■ **DOCUMENT EXCERPT**
In 1994, OMCA partnered with what was then called the Latino Advisory Committee to create Vida y Muerte: Altars and Offerings for the Days of the Dead. This OMCA Days of the Dead exhibition and community celebration was created to increase awareness of the tradition, to reclaim the festival as a source of community healing, and to educate visitors about the rituals associated with Days of the Dead. That group of hardworking volunteers likely never imagined that one day we would share the tradition with more than 3,000 people over the internet because of a global pandemic. But, this year, that’s just what we did. 

Volunteer members of our current El Día de los Muertos Committee, known affectionately to OMCA staff as the DMC, partnered with us to design and deliver a host of rich online experiences in place of our annual five-hour onsite festival. A welcoming one-hour virtual community celebration, accompanied by an online experience that includes excerpts from last year’s popular exhibition, ¡El Movimiento Vivo! Chicano Roots of El Día de los Muertos, and virtual school programs make up OMCA’s Virtual El Día de los Muertos offerings for this, our 26th annual celebration. And, never have we needed these powerful traditions more as our community reels from loss.

■ **SUPPLIED DATA**
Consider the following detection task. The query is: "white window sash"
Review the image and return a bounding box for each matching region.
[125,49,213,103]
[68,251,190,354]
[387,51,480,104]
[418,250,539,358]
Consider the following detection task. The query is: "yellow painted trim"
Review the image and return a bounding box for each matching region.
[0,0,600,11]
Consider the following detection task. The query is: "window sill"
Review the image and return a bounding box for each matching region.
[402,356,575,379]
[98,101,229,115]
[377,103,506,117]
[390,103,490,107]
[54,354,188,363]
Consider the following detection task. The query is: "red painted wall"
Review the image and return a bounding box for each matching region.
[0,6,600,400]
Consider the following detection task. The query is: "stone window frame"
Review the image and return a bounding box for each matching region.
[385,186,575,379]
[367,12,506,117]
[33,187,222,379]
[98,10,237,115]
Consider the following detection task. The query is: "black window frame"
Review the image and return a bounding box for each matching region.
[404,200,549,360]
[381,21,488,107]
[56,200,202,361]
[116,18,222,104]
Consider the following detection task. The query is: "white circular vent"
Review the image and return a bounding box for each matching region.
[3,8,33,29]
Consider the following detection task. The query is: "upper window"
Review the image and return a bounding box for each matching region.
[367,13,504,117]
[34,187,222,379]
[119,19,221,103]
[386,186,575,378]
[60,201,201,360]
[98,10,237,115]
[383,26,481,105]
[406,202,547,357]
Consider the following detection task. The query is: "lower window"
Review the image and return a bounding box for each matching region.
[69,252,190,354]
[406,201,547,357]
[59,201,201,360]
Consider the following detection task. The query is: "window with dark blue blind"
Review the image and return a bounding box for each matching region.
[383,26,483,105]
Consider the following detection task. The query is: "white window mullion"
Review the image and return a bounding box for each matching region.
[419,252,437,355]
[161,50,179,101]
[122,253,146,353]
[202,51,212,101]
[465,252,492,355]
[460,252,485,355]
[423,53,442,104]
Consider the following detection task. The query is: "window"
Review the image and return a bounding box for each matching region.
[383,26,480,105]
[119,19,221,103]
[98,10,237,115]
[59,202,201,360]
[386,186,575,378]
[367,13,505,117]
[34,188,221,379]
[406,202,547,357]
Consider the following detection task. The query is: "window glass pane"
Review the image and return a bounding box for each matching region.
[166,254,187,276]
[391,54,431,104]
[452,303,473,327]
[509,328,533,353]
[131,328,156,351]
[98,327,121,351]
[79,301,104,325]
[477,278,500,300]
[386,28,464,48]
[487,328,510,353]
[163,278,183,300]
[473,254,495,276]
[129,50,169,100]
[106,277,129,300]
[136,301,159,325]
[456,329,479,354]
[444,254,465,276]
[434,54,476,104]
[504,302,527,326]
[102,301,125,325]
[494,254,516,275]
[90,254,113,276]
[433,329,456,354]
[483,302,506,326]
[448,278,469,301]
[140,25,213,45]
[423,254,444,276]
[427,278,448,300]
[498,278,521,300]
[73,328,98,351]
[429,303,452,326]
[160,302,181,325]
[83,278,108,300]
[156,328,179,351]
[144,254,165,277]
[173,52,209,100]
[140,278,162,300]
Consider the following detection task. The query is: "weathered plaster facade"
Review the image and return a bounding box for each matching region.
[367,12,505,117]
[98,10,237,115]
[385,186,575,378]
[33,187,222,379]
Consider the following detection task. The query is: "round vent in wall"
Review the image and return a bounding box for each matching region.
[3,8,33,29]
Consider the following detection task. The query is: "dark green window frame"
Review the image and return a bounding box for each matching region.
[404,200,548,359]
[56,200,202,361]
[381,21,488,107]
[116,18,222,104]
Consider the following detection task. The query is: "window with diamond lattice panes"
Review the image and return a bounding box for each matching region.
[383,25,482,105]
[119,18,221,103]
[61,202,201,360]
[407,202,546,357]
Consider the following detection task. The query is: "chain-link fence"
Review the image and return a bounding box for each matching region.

■ **EXERCISE A**
In the OMCA Days of the Dead text, rewrite the stretch from "In 1994, OMCA" through "what we did.", substituting "members" for "volunteers".
■ **EXERCISE B**
List the aims that the text about OMCA's Days of the Dead celebrations gives for the 1994 exhibition and community celebration.
■ **EXERCISE C**
Continue the text about OMCA's Days of the Dead celebrations from its final sentence.

■ **EXERCISE RESULT A**
In 1994, OMCA partnered with what was then called the Latino Advisory Committee to create Vida y Muerte: Altars and Offerings for the Days of the Dead. This OMCA Days of the Dead exhibition and community celebration was created to increase awareness of the tradition, to reclaim the festival as a source of community healing, and to educate visitors about the rituals associated with Days of the Dead. That group of hardworking members likely never imagined that one day we would share the tradition with more than 3,000 people over the internet because of a global pandemic. But, this year, that’s just what we did.

■ **EXERCISE RESULT B**
- To increase awareness of the tradition
- To reclaim the festival as a source of community healing
- To educate visitors about the rituals associated with Days of the Dead

■ **EXERCISE RESULT C**
Curated to share the Mesoamerican spiritual and cultural traditions and to honor the cycle of life, this year’s altars/ofrendas are dedicated to our ancestors as well as family, friends, children, Black lives, communities, first responders, and our natural environment lost to COVID-19, to police brutality, to the California wildfires, and to barbaric border control practices.

All of us at OMCA want to publicly recognize and thank the DMC for their unwavering commitment to the Museum during this extraordinary year, and for their willingness to embrace change and pivot with us to present our programs in new ways. Members of the DMC, who range in age from teens to seniors—including some who have been with us from the very beginning as part of the Latino Advisory Council—learned new skills to produce the virtual event and the related online content in a very short period of time.  DMC co-chair Chrissy Cano, and members Lisa Lemus and Rebecca Recco filmed their own footage. Freshman DMC member Dr. Isaac Emrick stepped up to become our primary videographer and editor, capturing all of the celebration’s footage on up to three cameras, all while adhering to public health guidelines. Together, they delivered an abundance of beautiful pre-edited footage to our staff team of editors who shaped it into a suite of videos for the public and schools. 

One of the highlights of the virtual celebration is the opportunity to get to know members of the DMC who are featured throughout the program. Typically the heart and hands behind the onsite celebration, they fearlessly produced and hosted the virtual experience in partnership with OMCA’s Public Engagement Department led by Cynthia Taylor.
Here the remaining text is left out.